_Exercise aim_:
Please transcribe the passage below on Victoria's public asset sales, from "Then there is" up to and including "from 182 to 25.".

_Supplied text_:
---+---
Daniel Andrews has found even more public assets to sell.

In 2016, the government sold a 50-year lease for the Port of Melbourne for $9.7 billion. The container port is the largest in Australia; tens of millions of tonnes of cargo pass through every year. Undoubtedly, the profits accruing to the new consortium owner will be well worth the price.

Last year, the government announced that 500 state-run homes for people with cognitive disabilities would be put to tender to be run by non-government organisations.

Then there is the disaster of the largest single sell-off of public housing in Victoria’s history. For now, nine inner city estates covering approximately 1000 public housing dwellings will be demolished and the land sold to private developers.

Some social housing will be built, but will not equal the number of bedrooms currently available. The number of three-bedroom homes will be cut from 182 to 25.

Andrews also plans to privatise Land Use Victoria. This government agency keeps records of who owns land across the state, and information about mortgages, titles, leases etc.
---+---
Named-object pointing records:
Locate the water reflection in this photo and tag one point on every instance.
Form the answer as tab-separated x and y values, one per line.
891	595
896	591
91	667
---+---
_Solution to the exercise_:
Then there is the disaster of the largest single sell-off of public housing in Victoria’s history. For now, nine inner city estates covering approximately 1000 public housing dwellings will be demolished and the land sold to private developers.

Some social housing will be built, but will not equal the number of bedrooms currently available. The number of three-bedroom homes will be cut from 182 to 25.